● **INPUT FOR THIS TASK**
....
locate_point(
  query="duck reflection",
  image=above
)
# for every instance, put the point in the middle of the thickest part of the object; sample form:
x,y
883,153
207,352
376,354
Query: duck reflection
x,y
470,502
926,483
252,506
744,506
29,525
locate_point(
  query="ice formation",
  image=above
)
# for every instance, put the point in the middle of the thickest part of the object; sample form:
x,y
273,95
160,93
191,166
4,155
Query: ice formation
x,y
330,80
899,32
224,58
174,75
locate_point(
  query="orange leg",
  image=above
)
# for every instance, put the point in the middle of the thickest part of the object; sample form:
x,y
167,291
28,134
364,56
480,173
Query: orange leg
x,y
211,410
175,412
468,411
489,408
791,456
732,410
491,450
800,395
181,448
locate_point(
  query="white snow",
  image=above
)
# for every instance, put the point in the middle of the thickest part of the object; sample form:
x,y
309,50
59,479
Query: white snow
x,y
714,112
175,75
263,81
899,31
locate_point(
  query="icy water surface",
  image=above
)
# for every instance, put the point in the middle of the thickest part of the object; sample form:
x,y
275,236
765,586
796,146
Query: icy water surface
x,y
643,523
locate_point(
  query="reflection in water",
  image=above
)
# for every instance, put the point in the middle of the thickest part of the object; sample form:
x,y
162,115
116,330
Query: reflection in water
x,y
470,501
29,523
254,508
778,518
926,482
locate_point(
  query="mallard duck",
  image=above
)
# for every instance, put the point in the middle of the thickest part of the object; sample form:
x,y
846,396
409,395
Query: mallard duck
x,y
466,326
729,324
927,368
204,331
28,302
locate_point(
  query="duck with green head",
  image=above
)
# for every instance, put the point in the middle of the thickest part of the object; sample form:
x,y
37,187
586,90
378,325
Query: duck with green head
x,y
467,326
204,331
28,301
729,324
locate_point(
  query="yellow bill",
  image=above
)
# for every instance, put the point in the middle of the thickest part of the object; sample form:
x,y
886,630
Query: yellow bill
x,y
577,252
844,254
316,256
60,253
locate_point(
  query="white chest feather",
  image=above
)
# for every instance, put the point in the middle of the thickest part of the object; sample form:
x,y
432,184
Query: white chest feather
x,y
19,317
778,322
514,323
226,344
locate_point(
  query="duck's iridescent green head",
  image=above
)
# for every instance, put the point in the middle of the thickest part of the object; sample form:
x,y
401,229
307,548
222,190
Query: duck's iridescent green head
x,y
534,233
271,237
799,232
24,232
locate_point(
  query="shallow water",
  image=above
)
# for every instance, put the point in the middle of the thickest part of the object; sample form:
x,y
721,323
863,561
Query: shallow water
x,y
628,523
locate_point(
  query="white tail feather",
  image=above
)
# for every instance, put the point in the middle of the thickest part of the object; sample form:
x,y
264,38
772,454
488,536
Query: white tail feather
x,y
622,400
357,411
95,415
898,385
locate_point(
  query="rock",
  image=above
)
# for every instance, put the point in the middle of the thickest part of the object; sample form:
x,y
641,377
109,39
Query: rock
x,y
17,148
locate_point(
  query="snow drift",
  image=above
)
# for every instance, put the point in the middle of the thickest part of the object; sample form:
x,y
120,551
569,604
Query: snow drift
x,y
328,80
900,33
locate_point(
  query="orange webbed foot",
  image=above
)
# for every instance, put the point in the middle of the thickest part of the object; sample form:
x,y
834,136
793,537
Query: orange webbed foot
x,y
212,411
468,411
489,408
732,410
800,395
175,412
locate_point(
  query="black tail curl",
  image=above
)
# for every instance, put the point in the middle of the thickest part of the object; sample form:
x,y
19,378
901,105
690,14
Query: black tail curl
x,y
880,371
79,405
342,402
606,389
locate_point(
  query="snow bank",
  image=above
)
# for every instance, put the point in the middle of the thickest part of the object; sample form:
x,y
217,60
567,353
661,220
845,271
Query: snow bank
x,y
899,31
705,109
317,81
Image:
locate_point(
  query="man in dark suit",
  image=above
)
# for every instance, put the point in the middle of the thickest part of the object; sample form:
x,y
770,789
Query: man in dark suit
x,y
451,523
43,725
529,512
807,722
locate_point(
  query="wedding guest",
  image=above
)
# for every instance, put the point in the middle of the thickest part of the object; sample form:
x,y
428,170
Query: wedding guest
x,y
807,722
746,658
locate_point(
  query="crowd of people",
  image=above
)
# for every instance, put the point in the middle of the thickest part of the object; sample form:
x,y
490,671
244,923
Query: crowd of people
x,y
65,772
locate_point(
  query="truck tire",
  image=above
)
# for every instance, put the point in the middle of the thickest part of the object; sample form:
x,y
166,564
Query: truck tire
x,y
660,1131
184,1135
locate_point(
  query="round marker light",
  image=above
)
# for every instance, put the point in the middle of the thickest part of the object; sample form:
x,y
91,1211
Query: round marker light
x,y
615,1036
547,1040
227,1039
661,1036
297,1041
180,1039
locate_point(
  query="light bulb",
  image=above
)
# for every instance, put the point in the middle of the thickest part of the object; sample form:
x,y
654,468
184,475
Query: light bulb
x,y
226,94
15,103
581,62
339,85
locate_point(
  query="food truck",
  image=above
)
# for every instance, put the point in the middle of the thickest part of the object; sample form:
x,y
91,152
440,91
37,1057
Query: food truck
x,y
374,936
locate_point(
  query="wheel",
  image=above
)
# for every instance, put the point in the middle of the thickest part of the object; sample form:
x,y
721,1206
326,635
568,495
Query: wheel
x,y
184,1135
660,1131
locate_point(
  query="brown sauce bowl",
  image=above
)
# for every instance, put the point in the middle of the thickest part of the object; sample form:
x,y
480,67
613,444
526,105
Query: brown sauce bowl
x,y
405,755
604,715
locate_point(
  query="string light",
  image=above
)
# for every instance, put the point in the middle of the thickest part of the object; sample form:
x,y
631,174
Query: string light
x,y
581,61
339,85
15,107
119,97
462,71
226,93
....
● **PROBLEM TO WORK ON**
Would you please output every record again, exactly?

● **EXERCISE RESPONSE**
locate_point(
  query="duck reflection",
  image=above
)
# for every instance, put the point in the middle of the thickest part of the object; sample form:
x,y
883,153
207,352
376,354
Query: duck reflection
x,y
470,502
926,483
252,506
744,506
29,525
locate_point(
  query="ice formation",
  image=above
)
# for every instance, put the point in the middle of the thickest part of the object; sample form:
x,y
273,95
160,93
191,166
4,155
Query: ice formation
x,y
330,80
899,32
224,58
174,75
locate_point(
  query="orange leg",
  image=above
)
# for every instance, put the point in the middle of the thickest part of the object; sample form:
x,y
167,291
28,134
364,56
480,173
Query: orange leg
x,y
211,410
175,412
468,411
489,408
791,456
732,410
491,450
800,395
181,448
locate_point(
  query="white snow",
  image=above
)
# for every instance, put the point in the middle of the thickest part of the object; sample form:
x,y
309,50
59,479
Query: white snow
x,y
714,112
175,75
263,81
899,31
locate_point(
  query="icy water surface",
  image=above
)
# for every instance, put the point in the middle of the thickest part of the object; sample form:
x,y
275,236
765,586
796,146
Query: icy water surface
x,y
643,523
locate_point(
  query="reflection in water",
  image=above
)
# for every instance, put the point in the middle of the thickest part of the object; sample form:
x,y
162,115
116,330
Query: reflection in water
x,y
470,501
29,523
254,508
778,518
926,482
locate_point(
  query="mallard duck",
  image=above
)
# for every instance, put the point in the middle of the thickest part of the object; sample form:
x,y
846,396
409,395
Query: mallard duck
x,y
466,326
729,324
927,368
204,331
28,302
locate_point(
  query="duck with green head",
  image=above
)
# for every instance, put the point in the middle of the thickest part of the object; sample form:
x,y
37,187
586,90
378,325
Query: duck with green head
x,y
467,326
204,331
28,301
729,324
locate_point(
  query="yellow bill",
  image=above
)
# for every instance, put the point in the middle of the thickest part of the object; sample form:
x,y
886,630
Query: yellow bill
x,y
577,252
844,254
316,256
60,253
locate_point(
  query="white chest feather",
  image=above
)
# for every instance, put the point in the middle of the thickest part of the object; sample form:
x,y
432,184
Query: white chest feather
x,y
19,317
778,322
514,323
226,344
locate_point(
  query="duck's iridescent green head",
  image=above
)
# for every instance, put the point in the middle of the thickest part of the object; sample form:
x,y
401,229
307,548
222,190
Query: duck's iridescent green head
x,y
534,233
271,237
799,232
24,232
locate_point(
  query="shallow water",
  image=above
)
# for every instance, put the point in the middle of the thickest part of the object; sample form:
x,y
721,323
863,561
Query: shallow water
x,y
628,523
locate_point(
  query="white tail feather",
  image=above
)
# for every instance, put the point in the middle of the thickest part of the object; sample form:
x,y
264,38
772,454
488,536
Query: white tail feather
x,y
622,400
357,411
95,415
898,385
locate_point(
  query="rock",
  image=above
)
# for every instance, put the point in the middle of the thickest part of the object; sample form:
x,y
641,377
109,39
Query: rock
x,y
17,148
locate_point(
  query="snow drift",
  image=above
)
# for every instance, put the point in the middle of the thickest part of the object; sample form:
x,y
120,551
569,604
Query: snow drift
x,y
328,80
900,33
locate_point(
  query="orange webbed foot",
  image=above
)
# for every instance, put the point in the middle of the thickest part of the object; sample form:
x,y
834,136
793,537
Query: orange webbed foot
x,y
212,411
468,411
489,408
732,410
800,395
175,412
locate_point(
  query="black tail curl",
  image=above
)
# for every instance, put the point in the middle of the thickest part of the object; sample form:
x,y
19,378
901,105
690,14
Query: black tail curl
x,y
880,371
79,405
342,402
606,389
locate_point(
  query="snow bank",
  image=above
)
# for every instance, put the point in the middle of the thickest part of the object; sample form:
x,y
217,60
567,353
661,220
845,271
Query: snow bank
x,y
899,31
705,109
317,81
Image:
locate_point(
  query="man in dark suit",
  image=above
)
# for every instance, put the point in the middle of the thickest part of the object; sample form:
x,y
770,789
Query: man in dark suit
x,y
451,523
43,725
529,512
807,722
locate_point(
  query="wedding guest",
  image=above
)
# for every instance, put the point in the middle of the thickest part of the object; sample form:
x,y
428,170
Query: wedding guest
x,y
807,722
746,658
locate_point(
  query="crowd of people",
  image=above
)
# for every instance, put the point in the middle of the thickest part of the object; sample form:
x,y
490,671
244,923
Query: crowd of people
x,y
65,772
locate_point(
  query="truck tire",
  image=above
)
# for every instance, put the point in the middle of the thickest part of the object; sample form:
x,y
166,564
Query: truck tire
x,y
660,1131
184,1135
locate_point(
  query="round marker light",
  image=above
)
# for every instance, put the point in the middle of the thickest part of the object; sample form:
x,y
91,1211
Query: round marker light
x,y
615,1036
547,1040
227,1039
661,1036
297,1041
180,1039
locate_point(
  query="light bulb",
  image=above
)
# for every instance, put the point in the middle of the thickest part of the object; sample form:
x,y
654,468
184,475
Query: light bulb
x,y
226,94
15,103
581,62
339,85
locate_point(
  query="food truck",
  image=above
)
# for every instance, put the point in the middle of the thickest part of the object; sample form:
x,y
91,152
440,91
37,1057
Query: food truck
x,y
374,936
locate_point(
  query="wheel",
  image=above
)
# for every instance, put the point in the middle of the thickest part of the object; sample form:
x,y
721,1206
326,635
568,495
Query: wheel
x,y
184,1135
660,1131
locate_point(
  query="brown sauce bowl",
  image=above
)
# for every instance, put the point in the middle of the thickest part of the object; sample form:
x,y
480,67
613,444
526,105
Query: brown sauce bowl
x,y
405,755
604,715
locate_point(
  query="string light",
  image=above
)
# for every instance, put the point in the middle of the thickest part of the object; sample form:
x,y
631,174
Query: string light
x,y
581,61
339,85
15,107
119,97
462,71
226,93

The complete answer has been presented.